Lemoine woke up from his major surgery and said he felt no pain. Weerasinghe also had him standing and walking within hours after the operation. He didn’t feel groggy like he had in past surgeries. And because there was less risk with no opioids in his system, he was allowed to eat and drink much earlier in recovery.
Weerasinghe admitted that opioids are still useful in some cases, and he does still prescribe them to some of his patients. But even then, he’s mindful of trying to prescribe the least amount possible. So far, Weerasinghe has performed surgery on three patients with this opioid-free method, and has two more scheduled in the coming weeks.
“This could be used for any surgery,” he said. “There’s a lot of enthusiasm for this idea in other parts of the world.”
HCA Healthcare, the corporate owner of the Medical Center of Trinity, tested Weerasinghe’s method as a pilot program and rolled out the protocol to more hospitals in the chain, said Dr. Larry Feinman, chief medical officer for HCA’s west Florida division. It’s based on a larger program called “Enhanced Recovery after Surgery,” developed by physicians in the U.K., to improve patient recovery by using less opioid medication.
“Some of these protocols are already in place in our emergency rooms to ease the number of opioids we’re prescribing,” Feinman said. “But we’re seeing significant reductions in hospital stays with what Dr. Weerasinghe is doing. If we can get you home quicker, you’re going to heal better."
The results from the pilot program so far have reduced overall opioid use in HCA hospitals by 50 percent, Feinman said. Readmission rates are down by 27 percent, he said.
Lemoine left the hospital just two days after his surgery, about half the average stay for that kind of operation.
“Given what you hear in the news about pharmaceutical companies, you can’t always trust them to have your interests at heart,” he said. “I see this as a better way.”

* _TASKS TO PERFORM_:
a. Rewrite the stretch of the article on opioid-free surgery from "Weerasinghe admitted that" through "less opioid medication.", changing "pilot program" to "trial program".
b. Does the article on opioid-free surgery agree with each statement? Give yes or no for each, with the deciding words from the article quoted.
(i) Weerasinghe has operated on three patients with the opioid-free method.
(ii) The "Enhanced Recovery after Surgery" program was developed by physicians in the U.S.
(iii) Readmission rates have dropped by 50 percent.
c. Answer these questions from the article on opioid-free surgery:
(i) Who is the chief medical officer for HCA's west Florida division?
(ii) How many days after his surgery did Lemoine leave the hospital?
(iii) How many more patients does Weerasinghe have scheduled for surgery in the coming weeks?
The data that comes next has nothing to do with the text above.

* _DATA RECORDS_:
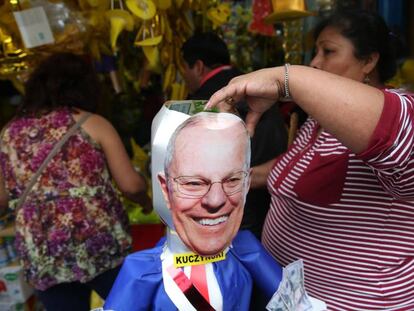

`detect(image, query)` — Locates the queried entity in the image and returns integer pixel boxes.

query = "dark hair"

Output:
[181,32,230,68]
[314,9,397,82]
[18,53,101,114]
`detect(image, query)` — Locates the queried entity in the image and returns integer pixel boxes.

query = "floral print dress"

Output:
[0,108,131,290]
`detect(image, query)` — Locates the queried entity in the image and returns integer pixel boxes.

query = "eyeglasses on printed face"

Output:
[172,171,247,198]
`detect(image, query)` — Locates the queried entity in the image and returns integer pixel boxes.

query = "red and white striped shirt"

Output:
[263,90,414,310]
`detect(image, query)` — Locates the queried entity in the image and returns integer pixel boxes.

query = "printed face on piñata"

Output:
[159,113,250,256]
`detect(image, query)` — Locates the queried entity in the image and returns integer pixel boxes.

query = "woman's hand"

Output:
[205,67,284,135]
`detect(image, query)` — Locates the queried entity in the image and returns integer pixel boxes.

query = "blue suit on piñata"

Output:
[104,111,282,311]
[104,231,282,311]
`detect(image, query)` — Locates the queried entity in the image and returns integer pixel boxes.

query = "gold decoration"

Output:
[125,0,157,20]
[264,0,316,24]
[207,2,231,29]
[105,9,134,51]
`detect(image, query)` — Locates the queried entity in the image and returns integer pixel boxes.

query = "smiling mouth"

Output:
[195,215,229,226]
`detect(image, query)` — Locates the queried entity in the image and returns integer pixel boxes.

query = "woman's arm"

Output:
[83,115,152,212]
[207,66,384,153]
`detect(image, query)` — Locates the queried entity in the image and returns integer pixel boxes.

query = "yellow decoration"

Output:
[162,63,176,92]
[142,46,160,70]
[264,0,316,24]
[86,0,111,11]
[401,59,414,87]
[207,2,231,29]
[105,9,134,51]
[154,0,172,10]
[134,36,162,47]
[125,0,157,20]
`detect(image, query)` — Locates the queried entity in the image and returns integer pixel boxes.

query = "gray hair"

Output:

* _SOLUTIONS IN ORDER_:
a.
Weerasinghe admitted that opioids are still useful in some cases, and he does still prescribe them to some of his patients. But even then, he’s mindful of trying to prescribe the least amount possible. So far, Weerasinghe has performed surgery on three patients with this opioid-free method, and has two more scheduled in the coming weeks.
“This could be used for any surgery,” he said. “There’s a lot of enthusiasm for this idea in other parts of the world.”
HCA Healthcare, the corporate owner of the Medical Center of Trinity, tested Weerasinghe’s method as a trial program and rolled out the protocol to more hospitals in the chain, said Dr. Larry Feinman, chief medical officer for HCA’s west Florida division. It’s based on a larger program called “Enhanced Recovery after Surgery,” developed by physicians in the U.K., to improve patient recovery by using less opioid medication.

b.
(i) Yes: "So far, Weerasinghe has performed surgery on three patients with this opioid-free method"
(ii) No: "developed by physicians in the U.K."
(iii) No: "Readmission rates are down by 27 percent"

c.
(i) Dr. Larry Feinman
(ii) Two days
(iii) Two